Please pull out each line of the records below that contains the string "positive", copying every such line in full.
(Given data)
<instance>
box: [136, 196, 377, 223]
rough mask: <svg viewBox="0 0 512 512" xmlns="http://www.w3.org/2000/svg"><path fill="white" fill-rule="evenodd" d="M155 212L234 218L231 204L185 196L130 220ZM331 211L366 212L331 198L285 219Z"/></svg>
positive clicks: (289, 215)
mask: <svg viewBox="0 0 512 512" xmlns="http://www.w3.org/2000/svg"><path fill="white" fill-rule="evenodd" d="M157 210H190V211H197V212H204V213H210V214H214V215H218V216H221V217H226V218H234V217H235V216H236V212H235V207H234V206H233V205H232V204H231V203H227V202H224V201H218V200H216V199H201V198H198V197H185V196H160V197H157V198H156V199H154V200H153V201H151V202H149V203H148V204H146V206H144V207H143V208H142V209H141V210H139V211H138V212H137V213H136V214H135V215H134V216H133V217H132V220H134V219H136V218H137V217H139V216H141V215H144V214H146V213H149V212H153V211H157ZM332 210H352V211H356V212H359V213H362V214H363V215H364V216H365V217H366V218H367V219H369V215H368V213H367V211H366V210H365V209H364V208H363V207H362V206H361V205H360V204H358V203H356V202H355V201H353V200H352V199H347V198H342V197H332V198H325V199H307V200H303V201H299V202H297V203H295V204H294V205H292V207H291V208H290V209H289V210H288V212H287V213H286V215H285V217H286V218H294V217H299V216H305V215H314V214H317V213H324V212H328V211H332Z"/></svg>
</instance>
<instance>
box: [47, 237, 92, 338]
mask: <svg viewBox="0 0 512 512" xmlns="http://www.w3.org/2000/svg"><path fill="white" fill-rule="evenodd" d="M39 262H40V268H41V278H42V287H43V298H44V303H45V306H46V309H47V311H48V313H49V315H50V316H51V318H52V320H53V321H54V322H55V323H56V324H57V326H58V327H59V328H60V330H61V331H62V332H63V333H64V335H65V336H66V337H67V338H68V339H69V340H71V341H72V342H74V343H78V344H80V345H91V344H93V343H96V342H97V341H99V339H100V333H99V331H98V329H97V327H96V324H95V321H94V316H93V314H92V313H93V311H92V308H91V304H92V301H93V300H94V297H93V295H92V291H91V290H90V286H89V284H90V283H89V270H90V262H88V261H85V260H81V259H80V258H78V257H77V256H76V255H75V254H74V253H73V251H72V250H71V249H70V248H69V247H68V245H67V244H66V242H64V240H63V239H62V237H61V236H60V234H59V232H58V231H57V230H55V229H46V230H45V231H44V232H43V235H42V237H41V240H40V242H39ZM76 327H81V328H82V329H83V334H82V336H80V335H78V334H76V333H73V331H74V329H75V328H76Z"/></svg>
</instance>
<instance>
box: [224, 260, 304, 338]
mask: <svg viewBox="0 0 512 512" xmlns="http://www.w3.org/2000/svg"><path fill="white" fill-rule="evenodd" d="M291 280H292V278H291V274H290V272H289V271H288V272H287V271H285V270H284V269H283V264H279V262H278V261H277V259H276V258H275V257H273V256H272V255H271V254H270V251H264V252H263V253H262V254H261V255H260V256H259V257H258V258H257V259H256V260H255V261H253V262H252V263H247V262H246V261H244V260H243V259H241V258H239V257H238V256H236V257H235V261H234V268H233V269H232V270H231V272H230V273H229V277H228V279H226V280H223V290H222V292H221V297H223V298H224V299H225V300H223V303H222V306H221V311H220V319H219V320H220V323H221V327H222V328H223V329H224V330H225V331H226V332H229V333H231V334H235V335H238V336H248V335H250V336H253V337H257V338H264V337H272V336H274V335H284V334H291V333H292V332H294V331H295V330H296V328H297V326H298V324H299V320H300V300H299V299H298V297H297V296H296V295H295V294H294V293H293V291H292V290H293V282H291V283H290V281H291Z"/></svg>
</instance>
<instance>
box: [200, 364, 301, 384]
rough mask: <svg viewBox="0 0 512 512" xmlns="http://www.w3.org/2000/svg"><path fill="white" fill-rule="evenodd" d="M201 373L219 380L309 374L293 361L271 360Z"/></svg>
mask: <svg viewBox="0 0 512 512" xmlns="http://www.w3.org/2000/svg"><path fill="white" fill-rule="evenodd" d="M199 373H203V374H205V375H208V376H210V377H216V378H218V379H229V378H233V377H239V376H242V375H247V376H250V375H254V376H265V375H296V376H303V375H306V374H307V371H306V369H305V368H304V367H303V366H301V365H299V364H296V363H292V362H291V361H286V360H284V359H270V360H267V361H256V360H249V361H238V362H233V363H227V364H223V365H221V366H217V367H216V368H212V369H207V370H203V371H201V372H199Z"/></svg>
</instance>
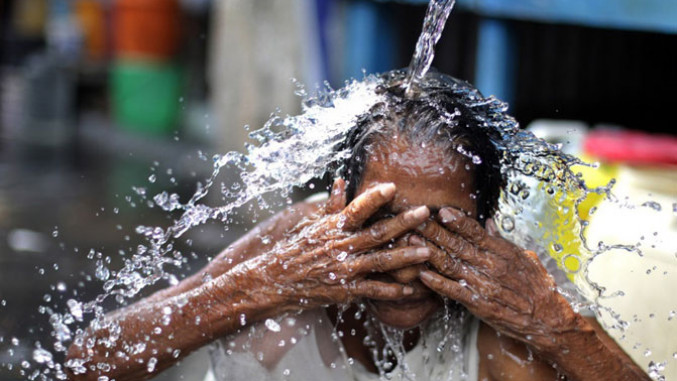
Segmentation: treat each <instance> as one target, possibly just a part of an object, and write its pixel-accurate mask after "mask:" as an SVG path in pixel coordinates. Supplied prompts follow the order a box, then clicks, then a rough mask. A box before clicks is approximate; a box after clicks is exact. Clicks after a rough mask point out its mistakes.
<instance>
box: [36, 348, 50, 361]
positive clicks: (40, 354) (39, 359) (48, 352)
mask: <svg viewBox="0 0 677 381" xmlns="http://www.w3.org/2000/svg"><path fill="white" fill-rule="evenodd" d="M33 360H35V362H37V363H38V364H44V363H46V362H50V361H52V354H51V353H50V352H49V351H47V350H45V349H42V348H38V349H36V350H34V351H33Z"/></svg>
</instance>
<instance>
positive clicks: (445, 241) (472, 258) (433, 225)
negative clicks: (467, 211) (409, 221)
mask: <svg viewBox="0 0 677 381" xmlns="http://www.w3.org/2000/svg"><path fill="white" fill-rule="evenodd" d="M416 230H417V231H418V232H419V233H421V235H423V236H424V237H425V238H427V239H429V240H430V241H432V242H433V243H435V244H436V245H437V246H439V247H441V248H443V249H444V250H445V251H446V252H447V253H448V254H450V255H451V256H452V257H458V258H461V259H462V260H464V261H466V262H468V263H472V264H475V265H479V264H481V263H482V261H481V259H480V258H478V255H477V247H475V246H474V245H472V244H470V243H469V242H468V241H466V240H464V239H461V238H460V237H459V236H457V235H455V234H452V233H451V232H449V231H448V230H447V229H445V228H444V227H442V226H441V225H440V224H438V223H437V222H434V221H427V222H426V223H425V224H423V225H420V226H418V227H417V228H416Z"/></svg>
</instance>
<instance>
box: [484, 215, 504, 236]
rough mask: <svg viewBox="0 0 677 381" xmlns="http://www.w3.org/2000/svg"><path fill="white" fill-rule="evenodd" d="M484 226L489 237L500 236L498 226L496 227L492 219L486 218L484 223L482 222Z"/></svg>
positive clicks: (496, 226)
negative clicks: (482, 222) (488, 234)
mask: <svg viewBox="0 0 677 381" xmlns="http://www.w3.org/2000/svg"><path fill="white" fill-rule="evenodd" d="M484 225H485V226H486V229H487V233H489V235H490V236H492V237H500V236H501V233H500V232H499V231H498V226H496V222H495V221H494V220H493V218H487V220H486V222H484Z"/></svg>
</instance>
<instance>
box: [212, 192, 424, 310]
mask: <svg viewBox="0 0 677 381" xmlns="http://www.w3.org/2000/svg"><path fill="white" fill-rule="evenodd" d="M394 194H395V186H394V185H393V184H380V185H377V186H375V187H373V188H371V189H369V190H368V191H367V192H365V193H364V194H362V195H360V196H359V197H357V198H355V199H354V200H353V201H352V202H351V203H350V204H348V205H347V206H346V201H345V200H346V196H345V182H344V181H343V180H337V181H336V182H335V183H334V187H333V189H332V193H331V196H330V199H329V200H328V202H327V204H326V206H325V208H323V209H322V210H321V211H320V212H318V213H316V214H315V215H313V216H311V217H309V218H307V219H305V220H303V221H302V222H301V223H299V225H297V226H296V227H295V228H294V229H293V230H292V231H291V232H290V233H289V234H288V236H287V238H286V239H285V240H283V241H282V242H279V243H278V244H277V245H276V246H275V247H274V248H273V249H272V250H271V251H269V252H268V253H265V254H263V255H261V256H259V257H256V258H252V259H250V260H248V261H246V262H243V263H241V264H239V265H238V266H236V267H235V268H233V270H232V271H231V274H233V275H234V276H233V277H229V278H228V279H229V280H230V281H235V282H238V283H237V284H238V285H239V286H240V287H239V288H240V289H241V290H243V291H242V292H247V291H244V290H252V292H253V293H256V295H252V294H248V295H247V297H248V298H250V299H251V298H259V300H260V299H261V298H264V299H265V300H263V301H262V302H261V304H264V305H274V308H275V310H276V311H277V312H278V313H279V312H281V311H294V310H302V309H310V308H315V307H318V306H326V305H331V304H345V303H350V302H352V301H354V300H355V299H357V298H362V297H365V298H371V299H383V300H393V299H399V298H402V297H404V296H407V295H411V294H412V293H413V289H412V288H411V287H409V286H406V285H402V284H396V283H385V282H380V281H376V280H370V279H366V278H365V276H366V275H367V274H369V273H371V272H386V271H391V270H396V269H399V268H403V267H407V266H410V265H414V264H418V263H422V262H425V261H426V260H428V259H429V256H430V250H429V249H428V248H425V247H421V246H406V247H398V248H395V249H386V250H377V251H373V252H372V250H374V249H376V248H379V247H381V246H383V245H384V244H386V243H388V242H390V241H391V240H393V239H395V238H397V237H398V236H400V235H402V234H404V233H406V232H408V231H411V230H413V229H414V228H415V227H416V226H418V225H420V224H421V223H422V222H423V221H425V220H426V219H427V218H428V216H429V211H428V209H427V208H426V207H419V208H416V209H413V210H408V211H405V212H403V213H400V214H398V215H397V216H395V217H393V218H389V219H385V220H381V221H378V222H377V223H375V224H373V225H372V226H370V227H368V228H365V229H363V228H362V225H363V224H364V223H365V221H367V219H369V218H370V217H371V216H372V215H373V214H374V213H375V212H376V211H378V209H379V208H381V207H382V206H383V205H385V204H386V203H388V202H389V201H390V200H392V198H393V197H394ZM238 273H239V274H241V276H237V274H238ZM217 280H218V279H217ZM250 285H251V286H252V287H249V286H250ZM255 285H256V286H255ZM217 297H218V295H217Z"/></svg>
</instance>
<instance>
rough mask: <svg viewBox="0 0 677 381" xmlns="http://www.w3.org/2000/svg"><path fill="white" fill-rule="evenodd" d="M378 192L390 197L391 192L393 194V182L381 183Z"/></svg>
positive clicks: (382, 194)
mask: <svg viewBox="0 0 677 381" xmlns="http://www.w3.org/2000/svg"><path fill="white" fill-rule="evenodd" d="M378 191H379V193H380V194H381V196H383V197H390V196H392V195H393V194H395V184H393V183H386V184H381V185H379V190H378Z"/></svg>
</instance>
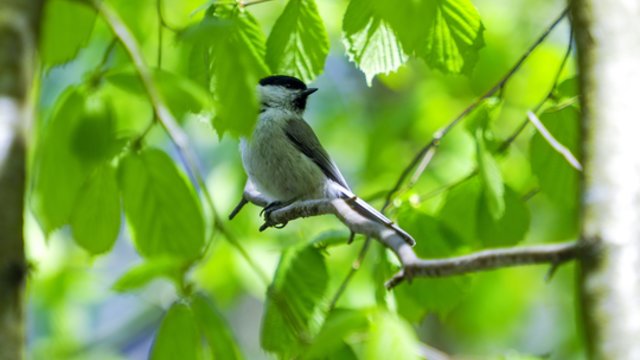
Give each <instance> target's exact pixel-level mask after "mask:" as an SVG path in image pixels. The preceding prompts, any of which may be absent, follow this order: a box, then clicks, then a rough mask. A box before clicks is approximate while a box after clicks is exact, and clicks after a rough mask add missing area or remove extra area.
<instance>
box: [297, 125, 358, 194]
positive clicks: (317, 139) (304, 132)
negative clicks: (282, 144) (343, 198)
mask: <svg viewBox="0 0 640 360" xmlns="http://www.w3.org/2000/svg"><path fill="white" fill-rule="evenodd" d="M284 132H285V134H286V135H287V138H289V140H290V141H291V143H292V144H293V145H294V146H295V147H296V148H297V149H298V150H300V152H302V153H303V154H305V155H306V156H307V157H308V158H309V159H311V161H313V162H314V163H315V164H316V165H318V167H319V168H320V170H322V172H323V173H324V175H325V176H326V177H327V178H329V179H331V180H333V181H335V182H336V183H338V184H340V185H342V186H343V187H344V188H346V189H349V185H348V184H347V181H346V180H345V179H344V176H342V174H341V173H340V170H338V167H337V166H336V164H335V163H334V162H333V161H332V160H331V158H330V157H329V154H327V151H326V150H325V149H324V148H323V147H322V145H321V144H320V140H318V137H317V136H316V134H315V133H314V132H313V129H311V126H309V124H307V123H306V122H305V121H304V120H302V119H300V120H298V119H290V120H288V121H287V123H286V125H285V127H284Z"/></svg>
(End Given data)
Solution to the problem:
positive clicks: (289, 215)
positive clicks: (40, 354) (39, 359) (48, 352)
positive clicks: (445, 241) (472, 258) (433, 225)
positive clicks: (496, 226)
positive clicks: (382, 194)
positive clicks: (317, 139) (304, 132)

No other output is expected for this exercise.